Metin bölümü:

++++++++++++++++++++

Yazan : steven_stiffler 4 Mayıs 2013 Cumartesi

Elbette her güzel şeyin bir sonu var. Mutlu son ve mutsuz son... Fenerbahçe olarak biz genellikle mutsuz son yaşadık ve buna alıştık. O yüzden ki şahsi fikrim yarı final görmeden kupa hayali kurmamaya ve lige ağırlık vermeye yönelikti. Lig gidince, elde daha büyük bir umut olan Avrupa Ligi umudu kaldı. Umutlarımı arttıran ilk maçta Fenerbahçe ruhunu görmüş olmaktı. Ancak tecrübelerim ve hissettiğim; Fenerbahçe kaçırdıklarını her zaman arardı.

Duygular söz konusu olduğunda futbolu konuşabilmek çok mantıklı olmuyor. Fenerbahçe tüm sezonluk emeğini bireysel hatalarla verdi. Bireysel becerilerden çok takım oyunuyla geldiği yarı finali, bireysel becerilerden kaybetmek elbette daha kötü. Ayrıca net görülen; Fenerbahçe'nin kadro yetersizliğiydi. Yıllardır aynı rotasyon oyuncularıyla oynuyoruz, eksik sayısı birden fazla olunca da kadro kurmakta zorluk çekiyoruz. Eldeki en iyiyi değil, eldeki mecburiyeti oynatıyoruz. Benfica'nın maça nasıl başlayacağını herkes biliyordu. Aykut Kocaman'ın bunu futbolculara tek tek anlattığına da eminim. Ancak olmadı mı olmuyor. Geride başlayacağımız belliyken, ilk yarım saatlik bölümde gol yememek gerekiyor. Biz ise 5-6 dakika dayanamadan golü yedik. Lazio'daki deplasman oyunumuzu burada oynayamadık. Takım savunmamızı burada yapamadık. Benfica kadrosunun Fenerbahçe'den çok üstün olduğuna inanmıyorum. Fakat bir gerçek var ki; Benfica'da oyunun kilidini çözecek oyuncu sayısı daha fazla.

++++++++++++++++++++

Gösterilen bilgiler:
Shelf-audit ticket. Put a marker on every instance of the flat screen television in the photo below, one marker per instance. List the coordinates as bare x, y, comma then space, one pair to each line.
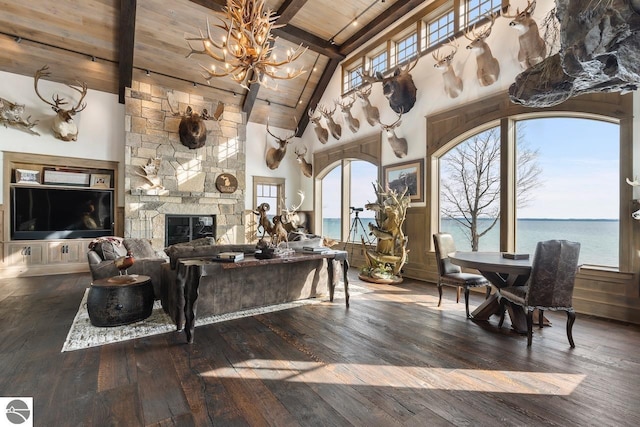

++++++++++++++++++++

Görev tanımı: Fenerbahçe'nin Benfica ile oynadığı yarı final maçını değerlendiren yazıyı, son cümlesinden sonra gelecek bölümü yazarak devam ettirin.

Görevin yanıtı:
Golü yedikten sonra kısa süreli bir panik haline büründük. Her zaman yakındığımız şansımız bu kez yaver gitti ve Kuyt'ın penaltısıyla beraberliği yakaladık. 1-1'den sonra da 5 dakika süren bir istediğimizi yapabilme kimliğine büründük. 5 dakika yetmedi elbette... Cardozo'nun elini kolunu sallaya sallaya attığı gol işleri bir kez daha değiştirdi. Sow ve Kuyt'ın atamadığı gol ise ilk maçtaki pozisyonlarımızı bile unutturacak kadar büyük talihsizlikti. Kimseyi suçlamıyorum ama eleştirilecek yerler elbette var. İlk golde Selçuk'un hamle hatası, ikinci golde Egemen ve Yobo'nun Cardozo'yu bomboş bırakması sebep. İlk golü önlemek biraz daha zor ama ikinci golde Cardozo gibi fizikli ve seri olmayan bir golcüyü kaleye arkası dönük marke etmek gerek. İkinci yarıda biraz daha sakinleşiriz diye düşündüm. Benfica'nın temposu da belli bir yerden sonra düşecekti. Ama olmadı. Gidişat Sevilla maçını andırsa da dillendirip büyüsünü bozmak istemedim. Sahada ne yaptığını bilen bir takım olamadık. Caner'in bir tane olumlu hareketi yok mesela... Sow'un da öyle. İlk maçta Webo tüm kafa toplarını almıştı. Sow ise bir tane kafa topu indiremedi. Fenerbahçe'deki en etkisiz futbolunu oynadı. Gökhan Gönül'ün sakatlandığı pozisyonda hepimizin içi cız etti. Volkan'ın gözyaşları da bunun göstergesi... O ân, o durumdaki bir Volkan'ın aklının Gökhan'da kalmaması imkansız. Bu da maçın gidişatına etki etti elbette. Üçüncü golde de Bekir'in anlık hatasını unutmamak gerek. Üzücü, belki yıkıcı bir mağlubiyet aldık ama neticede Fenerbahçeli olmanın gururuyla ayakta durmayı başaracağız.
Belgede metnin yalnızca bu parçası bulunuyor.